# Exercise brief
Recast the entries below as a Markdown table with the columns "No." and "Line", giving each nonblank line its own row, numbered in order.

# The records
• • • •

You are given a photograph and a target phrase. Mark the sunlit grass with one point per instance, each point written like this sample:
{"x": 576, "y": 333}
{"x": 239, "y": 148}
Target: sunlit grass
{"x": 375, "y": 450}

• • • •

# Exercise response
| No. | Line |
|---|---|
| 1 | You are given a photograph and a target phrase. Mark the sunlit grass with one point per instance, each point written like this sample: |
| 2 | {"x": 576, "y": 333} |
| 3 | {"x": 239, "y": 148} |
| 4 | Target: sunlit grass |
| 5 | {"x": 375, "y": 450} |